Health Department Ends Rule Incentivizing Doctors to Create ‘Anti-Racism Plan’

By Zachary Stieber
Zachary Stieber
Zachary Stieber
Senior Reporter
Zachary Stieber is a senior reporter for The Epoch Times based in Maryland. He covers U.S. and world news. Contact Zachary at zack.stieber@epochtimes.com
November 10, 2025Updated: November 10, 2025

The Department of Health and Human Services (HHS) has eliminated a rule that offered higher payments to doctors who created and implemented an “anti-racism plan.”

The Centers for Medicare and Medicaid Services (CMS), an HHS division, eliminated the provision in a new version of the rule that was released on Nov. 5.

“Do No Harm applauds HHS Secretary Robert F. Kennedy and CMS Administrator Dr. Mehmet Oz for undoing the unscientific and discriminatory Biden-era rule,” Dr. Stanley Goldfarb, chairman of Do No Harm, an association of health professionals that sued over the rule, said in a statement.

“While masquerading under the misleading ‘anti-racist’ moniker, in practice, these policies injected race-based decision making into the doctor-patient relationship. Such racial discrimination has no place in healthcare. By prioritizing evidence-based policies, HHS is working to rebuild public trust in our medical system.”

APPLY WHAT YOU READ =
A) Copy the part of the article that begins at the words "The Centers for" and ends after the words "in a statement.".
B) According to the article, on what date did CMS release the new version of the rule?
The material that comes next is separate from the article.

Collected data
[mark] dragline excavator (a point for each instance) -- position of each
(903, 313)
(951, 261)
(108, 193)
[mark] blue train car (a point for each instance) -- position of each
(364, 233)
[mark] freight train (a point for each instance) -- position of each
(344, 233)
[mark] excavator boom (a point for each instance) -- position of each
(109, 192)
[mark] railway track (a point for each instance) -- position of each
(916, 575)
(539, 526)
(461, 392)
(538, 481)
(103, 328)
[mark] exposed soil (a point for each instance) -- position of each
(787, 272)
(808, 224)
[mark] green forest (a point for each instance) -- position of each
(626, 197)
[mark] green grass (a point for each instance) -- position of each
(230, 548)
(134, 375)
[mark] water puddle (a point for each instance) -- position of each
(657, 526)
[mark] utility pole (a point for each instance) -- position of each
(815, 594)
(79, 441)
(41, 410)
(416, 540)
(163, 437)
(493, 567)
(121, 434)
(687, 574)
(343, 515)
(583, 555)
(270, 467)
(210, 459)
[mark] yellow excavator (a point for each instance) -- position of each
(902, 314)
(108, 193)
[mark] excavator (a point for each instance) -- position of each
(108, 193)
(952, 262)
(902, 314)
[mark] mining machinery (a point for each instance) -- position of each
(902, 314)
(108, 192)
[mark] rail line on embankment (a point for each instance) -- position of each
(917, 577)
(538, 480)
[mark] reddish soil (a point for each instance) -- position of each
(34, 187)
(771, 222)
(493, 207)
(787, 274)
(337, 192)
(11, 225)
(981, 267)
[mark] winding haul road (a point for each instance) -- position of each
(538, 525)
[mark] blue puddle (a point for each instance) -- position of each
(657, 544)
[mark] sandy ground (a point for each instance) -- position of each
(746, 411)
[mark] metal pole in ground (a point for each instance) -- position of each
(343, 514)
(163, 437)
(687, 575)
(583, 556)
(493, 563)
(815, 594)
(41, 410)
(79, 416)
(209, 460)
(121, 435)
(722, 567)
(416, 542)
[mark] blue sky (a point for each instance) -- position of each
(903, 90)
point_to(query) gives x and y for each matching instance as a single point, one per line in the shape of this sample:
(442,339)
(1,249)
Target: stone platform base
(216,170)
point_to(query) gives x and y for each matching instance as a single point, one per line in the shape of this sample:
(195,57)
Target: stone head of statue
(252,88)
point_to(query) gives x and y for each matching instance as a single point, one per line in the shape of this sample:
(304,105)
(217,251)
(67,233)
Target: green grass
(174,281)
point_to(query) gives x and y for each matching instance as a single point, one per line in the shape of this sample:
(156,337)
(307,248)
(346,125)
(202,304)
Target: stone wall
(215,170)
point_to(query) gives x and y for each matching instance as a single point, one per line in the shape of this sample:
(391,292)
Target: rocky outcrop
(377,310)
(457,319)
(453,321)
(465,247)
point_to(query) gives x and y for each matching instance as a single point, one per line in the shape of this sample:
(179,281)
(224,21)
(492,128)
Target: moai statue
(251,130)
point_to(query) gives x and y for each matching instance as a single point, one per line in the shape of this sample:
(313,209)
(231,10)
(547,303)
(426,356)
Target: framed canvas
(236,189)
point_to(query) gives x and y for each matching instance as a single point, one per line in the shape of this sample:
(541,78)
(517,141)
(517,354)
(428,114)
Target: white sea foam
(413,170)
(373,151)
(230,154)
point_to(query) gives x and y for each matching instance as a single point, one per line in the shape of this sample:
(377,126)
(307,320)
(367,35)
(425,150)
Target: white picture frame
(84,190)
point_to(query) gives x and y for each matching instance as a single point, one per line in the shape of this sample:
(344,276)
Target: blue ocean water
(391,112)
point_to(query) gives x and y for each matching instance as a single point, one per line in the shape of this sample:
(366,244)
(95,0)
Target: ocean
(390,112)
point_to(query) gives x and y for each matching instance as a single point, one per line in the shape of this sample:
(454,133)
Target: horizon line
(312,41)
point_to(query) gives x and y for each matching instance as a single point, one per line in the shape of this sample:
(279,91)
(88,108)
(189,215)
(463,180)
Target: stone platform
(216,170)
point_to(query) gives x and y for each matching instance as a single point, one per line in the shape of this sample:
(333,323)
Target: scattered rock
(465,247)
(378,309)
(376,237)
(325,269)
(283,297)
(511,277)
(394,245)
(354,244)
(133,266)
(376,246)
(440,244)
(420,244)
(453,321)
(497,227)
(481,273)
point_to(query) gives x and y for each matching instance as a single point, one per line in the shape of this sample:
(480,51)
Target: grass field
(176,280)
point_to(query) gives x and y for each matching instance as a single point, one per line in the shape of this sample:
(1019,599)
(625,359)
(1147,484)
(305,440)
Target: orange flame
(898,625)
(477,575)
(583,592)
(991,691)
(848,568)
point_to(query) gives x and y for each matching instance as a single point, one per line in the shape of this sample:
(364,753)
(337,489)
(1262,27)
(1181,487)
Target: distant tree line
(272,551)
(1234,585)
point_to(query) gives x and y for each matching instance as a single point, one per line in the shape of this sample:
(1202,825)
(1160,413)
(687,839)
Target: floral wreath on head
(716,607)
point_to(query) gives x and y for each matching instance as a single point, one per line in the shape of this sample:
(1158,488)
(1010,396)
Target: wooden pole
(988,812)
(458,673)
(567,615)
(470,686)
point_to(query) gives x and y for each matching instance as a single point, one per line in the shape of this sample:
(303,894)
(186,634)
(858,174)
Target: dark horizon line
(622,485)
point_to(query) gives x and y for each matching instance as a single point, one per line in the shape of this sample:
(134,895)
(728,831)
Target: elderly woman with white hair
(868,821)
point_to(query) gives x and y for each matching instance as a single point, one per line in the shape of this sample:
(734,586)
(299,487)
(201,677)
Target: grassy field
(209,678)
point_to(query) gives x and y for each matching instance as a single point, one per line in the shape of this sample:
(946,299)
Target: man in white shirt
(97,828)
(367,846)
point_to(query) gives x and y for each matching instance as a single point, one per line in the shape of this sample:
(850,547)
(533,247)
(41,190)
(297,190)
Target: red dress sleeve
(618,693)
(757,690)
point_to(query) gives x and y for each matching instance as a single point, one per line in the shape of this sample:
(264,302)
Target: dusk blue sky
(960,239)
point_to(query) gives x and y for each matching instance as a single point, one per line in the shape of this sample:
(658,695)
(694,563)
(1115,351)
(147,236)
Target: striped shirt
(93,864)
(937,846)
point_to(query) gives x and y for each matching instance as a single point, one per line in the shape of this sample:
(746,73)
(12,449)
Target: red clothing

REPLIES =
A)
The Centers for Medicare and Medicaid Services (CMS), an HHS division, eliminated the provision in a new version of the rule that was released on Nov. 5.

“Do No Harm applauds HHS Secretary Robert F. Kennedy and CMS Administrator Dr. Mehmet Oz for undoing the unscientific and discriminatory Biden-era rule,” Dr. Stanley Goldfarb, chairman of Do No Harm, an association of health professionals that sued over the rule, said in a statement.

B) Nov. 5.